(Given task):
Put the lines of the material starting at the one containing "target: palm tree trunk" and ending at the one containing "633 477 L 638" into a numbered list, skipping any blank lines.

Data items
--*--

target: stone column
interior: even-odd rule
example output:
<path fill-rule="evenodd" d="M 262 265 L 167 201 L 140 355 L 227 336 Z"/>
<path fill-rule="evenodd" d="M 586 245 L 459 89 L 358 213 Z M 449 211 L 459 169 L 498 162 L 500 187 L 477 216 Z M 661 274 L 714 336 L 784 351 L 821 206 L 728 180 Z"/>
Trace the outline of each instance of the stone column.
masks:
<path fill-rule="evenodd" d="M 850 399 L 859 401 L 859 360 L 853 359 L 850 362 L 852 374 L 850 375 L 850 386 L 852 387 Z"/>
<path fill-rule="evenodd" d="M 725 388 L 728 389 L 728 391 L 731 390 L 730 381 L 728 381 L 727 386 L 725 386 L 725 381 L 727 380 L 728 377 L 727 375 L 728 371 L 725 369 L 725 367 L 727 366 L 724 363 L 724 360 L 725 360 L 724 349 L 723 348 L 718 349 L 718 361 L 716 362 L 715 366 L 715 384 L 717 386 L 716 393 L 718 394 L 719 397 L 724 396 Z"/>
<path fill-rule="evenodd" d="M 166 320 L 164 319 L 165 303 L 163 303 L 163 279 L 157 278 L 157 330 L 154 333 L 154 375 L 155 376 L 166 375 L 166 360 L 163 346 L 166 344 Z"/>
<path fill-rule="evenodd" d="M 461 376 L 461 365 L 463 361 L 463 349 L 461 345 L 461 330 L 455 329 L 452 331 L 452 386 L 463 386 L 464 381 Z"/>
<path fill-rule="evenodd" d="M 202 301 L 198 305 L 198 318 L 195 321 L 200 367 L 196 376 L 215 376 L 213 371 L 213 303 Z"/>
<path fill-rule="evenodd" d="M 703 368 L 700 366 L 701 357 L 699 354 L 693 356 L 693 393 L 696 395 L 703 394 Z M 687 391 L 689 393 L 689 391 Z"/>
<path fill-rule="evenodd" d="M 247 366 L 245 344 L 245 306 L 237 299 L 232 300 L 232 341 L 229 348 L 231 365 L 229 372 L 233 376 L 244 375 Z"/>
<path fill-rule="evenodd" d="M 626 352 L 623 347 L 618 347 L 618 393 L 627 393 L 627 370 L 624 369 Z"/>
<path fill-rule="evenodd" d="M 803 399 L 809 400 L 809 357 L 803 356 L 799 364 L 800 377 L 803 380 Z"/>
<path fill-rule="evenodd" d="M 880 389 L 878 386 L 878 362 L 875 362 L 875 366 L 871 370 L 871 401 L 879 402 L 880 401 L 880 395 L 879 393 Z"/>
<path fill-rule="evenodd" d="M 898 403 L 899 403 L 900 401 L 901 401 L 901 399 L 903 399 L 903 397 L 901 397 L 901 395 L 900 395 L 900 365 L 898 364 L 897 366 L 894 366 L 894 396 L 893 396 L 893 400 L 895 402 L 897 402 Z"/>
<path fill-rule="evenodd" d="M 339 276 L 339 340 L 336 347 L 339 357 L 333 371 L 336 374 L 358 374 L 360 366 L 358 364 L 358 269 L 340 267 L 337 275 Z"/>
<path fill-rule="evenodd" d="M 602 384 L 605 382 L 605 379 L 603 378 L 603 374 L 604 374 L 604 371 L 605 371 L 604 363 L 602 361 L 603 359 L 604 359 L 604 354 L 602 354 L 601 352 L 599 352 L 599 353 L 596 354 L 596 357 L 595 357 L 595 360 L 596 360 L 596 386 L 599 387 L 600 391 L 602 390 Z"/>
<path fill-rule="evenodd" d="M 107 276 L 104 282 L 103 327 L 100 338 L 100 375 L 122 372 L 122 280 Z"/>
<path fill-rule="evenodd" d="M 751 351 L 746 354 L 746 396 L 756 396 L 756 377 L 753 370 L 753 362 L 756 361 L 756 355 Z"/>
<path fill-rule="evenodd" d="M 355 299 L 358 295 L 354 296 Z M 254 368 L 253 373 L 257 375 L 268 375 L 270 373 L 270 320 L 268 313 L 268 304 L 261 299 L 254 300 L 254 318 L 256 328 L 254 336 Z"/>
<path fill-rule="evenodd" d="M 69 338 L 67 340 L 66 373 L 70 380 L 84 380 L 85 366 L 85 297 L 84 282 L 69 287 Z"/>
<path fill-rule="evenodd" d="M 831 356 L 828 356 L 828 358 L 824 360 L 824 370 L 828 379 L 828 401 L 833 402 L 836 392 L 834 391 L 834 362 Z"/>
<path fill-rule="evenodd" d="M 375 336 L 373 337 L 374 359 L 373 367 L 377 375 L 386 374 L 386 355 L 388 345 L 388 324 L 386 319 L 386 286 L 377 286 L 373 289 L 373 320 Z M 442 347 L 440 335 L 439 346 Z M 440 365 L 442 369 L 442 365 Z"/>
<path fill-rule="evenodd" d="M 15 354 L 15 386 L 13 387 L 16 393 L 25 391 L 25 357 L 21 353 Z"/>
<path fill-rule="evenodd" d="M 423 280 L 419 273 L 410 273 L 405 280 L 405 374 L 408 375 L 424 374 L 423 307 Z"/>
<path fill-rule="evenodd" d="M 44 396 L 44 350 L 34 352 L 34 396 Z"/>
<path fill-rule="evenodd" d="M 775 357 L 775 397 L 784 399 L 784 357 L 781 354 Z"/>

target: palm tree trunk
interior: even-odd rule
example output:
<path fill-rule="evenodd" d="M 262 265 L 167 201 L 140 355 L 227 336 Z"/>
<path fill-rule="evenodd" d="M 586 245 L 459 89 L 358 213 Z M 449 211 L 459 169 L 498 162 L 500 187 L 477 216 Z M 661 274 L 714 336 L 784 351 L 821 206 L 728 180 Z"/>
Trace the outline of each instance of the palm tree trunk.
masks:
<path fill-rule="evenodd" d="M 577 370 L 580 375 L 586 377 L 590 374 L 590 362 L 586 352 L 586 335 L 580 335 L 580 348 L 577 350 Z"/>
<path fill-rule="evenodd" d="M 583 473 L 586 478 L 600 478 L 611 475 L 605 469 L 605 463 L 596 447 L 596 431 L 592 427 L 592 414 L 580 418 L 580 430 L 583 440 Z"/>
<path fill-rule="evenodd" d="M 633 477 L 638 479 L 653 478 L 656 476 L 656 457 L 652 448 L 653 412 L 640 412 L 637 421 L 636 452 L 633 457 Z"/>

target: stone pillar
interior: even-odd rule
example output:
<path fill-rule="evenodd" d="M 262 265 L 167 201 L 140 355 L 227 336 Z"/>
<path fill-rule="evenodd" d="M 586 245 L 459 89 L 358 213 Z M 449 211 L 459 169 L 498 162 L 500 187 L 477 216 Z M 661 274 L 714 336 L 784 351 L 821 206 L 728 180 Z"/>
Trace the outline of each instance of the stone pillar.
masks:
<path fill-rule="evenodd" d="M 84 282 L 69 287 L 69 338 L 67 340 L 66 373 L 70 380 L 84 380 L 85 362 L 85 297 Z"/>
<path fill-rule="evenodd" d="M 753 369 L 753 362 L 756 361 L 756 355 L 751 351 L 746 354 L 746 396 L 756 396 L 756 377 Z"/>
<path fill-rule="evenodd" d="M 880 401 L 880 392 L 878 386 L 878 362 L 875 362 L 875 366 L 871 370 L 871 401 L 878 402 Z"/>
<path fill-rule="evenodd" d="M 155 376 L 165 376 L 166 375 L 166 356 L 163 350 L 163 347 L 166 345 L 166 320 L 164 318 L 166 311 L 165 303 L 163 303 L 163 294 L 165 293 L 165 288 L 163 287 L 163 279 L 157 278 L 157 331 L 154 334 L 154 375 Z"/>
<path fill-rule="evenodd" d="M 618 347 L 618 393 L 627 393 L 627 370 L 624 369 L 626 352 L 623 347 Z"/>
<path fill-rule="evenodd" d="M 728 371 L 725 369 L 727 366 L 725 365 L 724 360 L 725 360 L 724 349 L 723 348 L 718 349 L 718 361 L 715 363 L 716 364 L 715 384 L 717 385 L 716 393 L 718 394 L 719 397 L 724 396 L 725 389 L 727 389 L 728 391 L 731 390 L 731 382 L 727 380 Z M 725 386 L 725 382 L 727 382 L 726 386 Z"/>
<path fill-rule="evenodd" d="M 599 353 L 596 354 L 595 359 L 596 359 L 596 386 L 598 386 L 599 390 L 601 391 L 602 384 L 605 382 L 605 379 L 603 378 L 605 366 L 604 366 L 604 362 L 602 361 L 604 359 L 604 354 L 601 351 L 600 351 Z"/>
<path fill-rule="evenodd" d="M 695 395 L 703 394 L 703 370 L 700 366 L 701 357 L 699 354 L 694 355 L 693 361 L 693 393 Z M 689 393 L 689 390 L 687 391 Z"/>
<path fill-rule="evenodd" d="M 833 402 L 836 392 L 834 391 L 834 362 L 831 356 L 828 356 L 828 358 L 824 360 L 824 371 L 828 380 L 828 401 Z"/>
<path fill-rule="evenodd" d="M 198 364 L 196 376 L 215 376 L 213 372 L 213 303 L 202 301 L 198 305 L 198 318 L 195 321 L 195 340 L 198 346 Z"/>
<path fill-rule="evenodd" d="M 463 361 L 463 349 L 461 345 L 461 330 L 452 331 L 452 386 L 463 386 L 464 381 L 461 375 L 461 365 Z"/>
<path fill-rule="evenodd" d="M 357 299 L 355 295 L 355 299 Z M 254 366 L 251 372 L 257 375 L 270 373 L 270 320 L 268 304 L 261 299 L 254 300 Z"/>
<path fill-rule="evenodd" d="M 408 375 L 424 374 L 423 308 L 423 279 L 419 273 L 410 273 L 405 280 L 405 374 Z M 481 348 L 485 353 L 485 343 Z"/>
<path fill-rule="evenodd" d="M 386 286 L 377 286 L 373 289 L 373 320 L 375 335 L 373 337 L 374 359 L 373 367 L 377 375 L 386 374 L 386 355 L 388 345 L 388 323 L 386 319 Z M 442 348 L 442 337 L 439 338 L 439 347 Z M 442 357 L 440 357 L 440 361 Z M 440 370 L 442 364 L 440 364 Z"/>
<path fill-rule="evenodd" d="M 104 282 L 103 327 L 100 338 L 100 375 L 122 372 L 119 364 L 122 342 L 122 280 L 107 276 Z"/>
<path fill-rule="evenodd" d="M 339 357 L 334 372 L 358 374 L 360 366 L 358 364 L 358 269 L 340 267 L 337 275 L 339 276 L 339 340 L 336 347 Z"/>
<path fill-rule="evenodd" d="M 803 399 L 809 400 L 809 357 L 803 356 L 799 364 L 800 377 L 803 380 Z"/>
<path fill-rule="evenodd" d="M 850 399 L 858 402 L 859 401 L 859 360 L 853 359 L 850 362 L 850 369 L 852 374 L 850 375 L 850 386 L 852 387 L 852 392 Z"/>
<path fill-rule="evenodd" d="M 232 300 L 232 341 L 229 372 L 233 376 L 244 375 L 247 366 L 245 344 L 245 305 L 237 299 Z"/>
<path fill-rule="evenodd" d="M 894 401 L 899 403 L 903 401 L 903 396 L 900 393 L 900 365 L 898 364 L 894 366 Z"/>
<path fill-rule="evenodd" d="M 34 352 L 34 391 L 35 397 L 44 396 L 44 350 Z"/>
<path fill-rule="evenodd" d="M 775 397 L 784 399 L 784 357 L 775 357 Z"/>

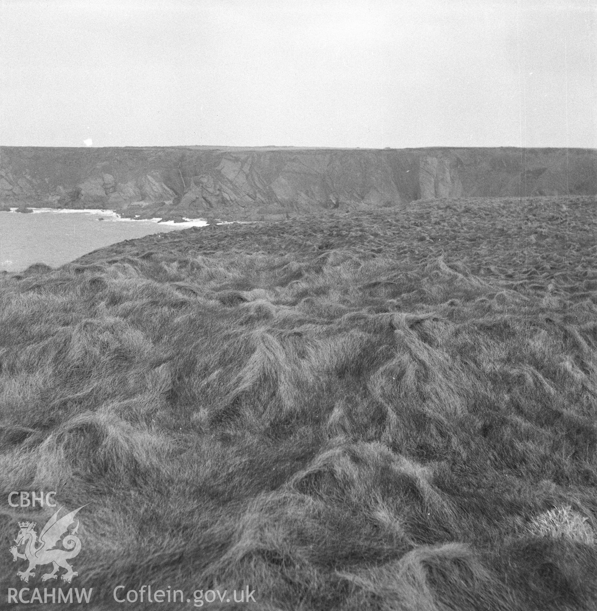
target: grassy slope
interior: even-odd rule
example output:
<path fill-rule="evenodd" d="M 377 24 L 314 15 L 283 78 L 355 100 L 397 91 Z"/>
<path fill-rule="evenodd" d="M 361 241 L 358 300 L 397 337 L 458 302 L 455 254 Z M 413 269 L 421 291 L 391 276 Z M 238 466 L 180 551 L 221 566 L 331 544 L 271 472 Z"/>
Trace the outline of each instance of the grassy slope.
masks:
<path fill-rule="evenodd" d="M 590 198 L 442 200 L 5 275 L 2 497 L 90 503 L 108 606 L 596 609 L 595 235 Z"/>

--*--

(Correct result):
1. target: palm tree trunk
2. interior: even-odd rule
3. example output:
4. <path fill-rule="evenodd" d="M 262 265 L 167 201 L 140 355 L 227 336 Z"/>
5. <path fill-rule="evenodd" d="M 586 245 L 459 89 L 358 213 Z M 449 211 L 459 169 L 498 162 L 500 187 L 477 216 Z M 661 274 L 714 336 L 784 351 L 821 206 L 728 180 Z"/>
6. Trace the outline of each instance of the palm tree trunk.
7. masks:
8. <path fill-rule="evenodd" d="M 577 370 L 580 375 L 586 377 L 590 374 L 590 362 L 586 352 L 586 335 L 580 335 L 580 348 L 577 350 Z"/>
9. <path fill-rule="evenodd" d="M 583 473 L 586 478 L 600 478 L 611 475 L 605 469 L 605 463 L 596 447 L 596 431 L 592 427 L 592 414 L 580 418 L 580 430 L 583 440 Z"/>
10. <path fill-rule="evenodd" d="M 633 477 L 638 479 L 653 478 L 656 476 L 656 457 L 652 448 L 653 412 L 640 412 L 637 421 L 636 452 L 633 457 Z"/>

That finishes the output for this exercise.